◆ TASKS FOR THIS EXERCISE:
(A) Using the yeast reculturing thread, say whether each statement agrees with it. Answer yes or no for each, quoting the deciding words. (i) The poster who splits a smack pack gets 3 or 4 brews from one pack. (ii) The recultured Dupont yeast produced a dry, well-attenuated beer. (iii) Coopers is called the reculturing winner because it has gone fewer miles.
(B) Rewrite the yeast reculturing thread between "This is why" and "more, at all.", inclusive, putting "Coopers strain" wherever "Coopers yeast" appears.

This is why when you reuse a yeast over and over and over, it seems to change slightly every brew. It may get better, it may get worse. This can change attenuation, floculation, flavour, all that stuff.

I have done my fair share of reculturing comercial yeasts, and had consistant hit and miss results. Coopers yeast is probably the easiest and best for what ever reason..... probably a super strong strain id say!

but when it comes down to it...... if your after a style of beer, there will be a fresh or dry yeast out there that will do the job. After trying all this stuff and constantly being disapointed and having trouble with fermentation, i never reculture any more, at all.

I get a smack pack, let it swell and split it into 2 or 3 vials, the rest goes into a starter. That way i get 3 or 4 brews from a pack. Thats 200 liters for $10.

Thats 2c a pint and my 2c 

cheers


----------



## haysie (13/2/11)

Well said by Nick and Tony,
Bottle yeast are not always the fermentation yeast. Never had a great beer from recultured yeasts barring Coopers, it might be fresher and more adaptable too culturing. Recultured Dupont a year ago, would not attentuate like a real belgian yeast, the beer was malty and sweet. Then there is the issues raised above storage,transport etc.
I have splits from 3 months to a year ago I probably wont use because I didnt like the beer/style I was brewing, thats brewing. If I buy a 1469 or a 1272 I am getting at least 6 beers from 1 $15 pack because thats the yeast I want.
Brewing to style can be expensive if you dont like the end product, as in my case, the yeast just rots away in vials whilst I make beer I like drinking..


----------



## big78sam (13/2/11)

If you really want value for money, make a batch, enter into the next case swap and you'll have 30 or so different beers to reculture yeast from. There's bound to be a good selection of yeasts used. Won't cost you nearly as much as buying commercially


----------



## proudscum (13/2/11)

sounds like i am getting the picture about reculture from bottles here.But.there is always the but .i understand all the bits and pieces of mutant yeast after 5 gens ,natural selection etc etc and i will produce slants from fresh samples as i buy them.maybe i do an experiment and split 20 lt into 4 5lt demijohn with 4 reculturers and see what pops up.

thanks nick,Tony,Haysie etc

nice one big78sam i like your thinking +1


----------



## HoppingMad (13/2/11)

As others have suggested fresh is best which is why Coopers will always be the reculturing winner due to having gone less miles. 

I know a few people that reculture Chimay from the bottle in Aust successfully, and on this forum you'll find plenty of threads about this one beer in particular - so I would say in terms of international bottle yeasts that this would be one of the safest ones since people seem to have a good strike rate. Just realise that a Wyeast 1214 will get you in the same zone without a lot of the trouble, that's all - and the result could wind up better.

Rows from a pointing dataset:
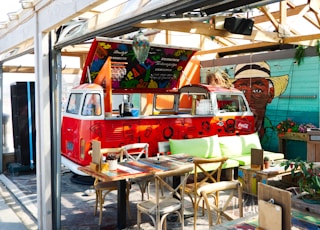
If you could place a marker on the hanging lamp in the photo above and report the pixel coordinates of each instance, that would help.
(141, 47)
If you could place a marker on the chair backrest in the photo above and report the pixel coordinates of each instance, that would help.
(136, 150)
(172, 190)
(207, 170)
(163, 147)
(97, 153)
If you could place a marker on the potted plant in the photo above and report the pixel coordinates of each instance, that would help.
(287, 125)
(266, 162)
(112, 161)
(308, 175)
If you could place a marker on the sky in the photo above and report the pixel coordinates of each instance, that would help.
(8, 6)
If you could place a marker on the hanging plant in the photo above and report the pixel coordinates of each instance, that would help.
(318, 47)
(299, 54)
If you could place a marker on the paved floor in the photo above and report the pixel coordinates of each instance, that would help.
(78, 200)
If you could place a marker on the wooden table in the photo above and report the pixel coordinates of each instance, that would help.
(133, 169)
(300, 220)
(250, 177)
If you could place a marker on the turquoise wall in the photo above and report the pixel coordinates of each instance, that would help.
(300, 101)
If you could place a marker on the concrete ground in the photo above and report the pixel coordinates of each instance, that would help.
(78, 200)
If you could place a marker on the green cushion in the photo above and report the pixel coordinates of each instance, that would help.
(230, 164)
(242, 160)
(205, 147)
(273, 156)
(239, 145)
(246, 159)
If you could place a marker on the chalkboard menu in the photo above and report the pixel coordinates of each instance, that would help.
(161, 70)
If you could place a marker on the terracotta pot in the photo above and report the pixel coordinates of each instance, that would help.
(113, 165)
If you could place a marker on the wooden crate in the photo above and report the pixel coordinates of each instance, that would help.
(248, 179)
(301, 205)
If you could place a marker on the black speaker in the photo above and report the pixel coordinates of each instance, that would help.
(239, 25)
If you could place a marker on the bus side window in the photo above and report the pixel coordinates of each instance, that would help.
(74, 103)
(92, 105)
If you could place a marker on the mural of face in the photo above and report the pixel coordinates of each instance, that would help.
(254, 80)
(259, 92)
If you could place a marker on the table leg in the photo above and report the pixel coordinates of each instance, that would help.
(122, 212)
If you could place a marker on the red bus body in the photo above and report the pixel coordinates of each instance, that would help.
(187, 116)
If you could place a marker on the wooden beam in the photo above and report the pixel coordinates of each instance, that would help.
(266, 12)
(237, 48)
(30, 69)
(283, 12)
(309, 40)
(207, 29)
(315, 7)
(276, 15)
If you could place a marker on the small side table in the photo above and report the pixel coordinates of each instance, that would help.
(284, 137)
(250, 177)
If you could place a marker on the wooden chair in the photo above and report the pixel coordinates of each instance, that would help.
(104, 188)
(172, 202)
(135, 152)
(206, 171)
(213, 190)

◆ ANSWERS TO THE TASKS:
(A)
(i) Yes: "That way i get 3 or 4 brews from a pack."
(ii) No: "would not attentuate like a real belgian yeast, the beer was malty and sweet."
(iii) Yes: "Coopers will always be the reculturing winner due to having gone less miles."

(B)
This is why when you reuse a yeast over and over and over, it seems to change slightly every brew. It may get better, it may get worse. This can change attenuation, floculation, flavour, all that stuff.

I have done my fair share of reculturing comercial yeasts, and had consistant hit and miss results. Coopers strain is probably the easiest and best for what ever reason..... probably a super strong strain id say!

but when it comes down to it...... if your after a style of beer, there will be a fresh or dry yeast out there that will do the job. After trying all this stuff and constantly being disapointed and having trouble with fermentation, i never reculture any more, at all.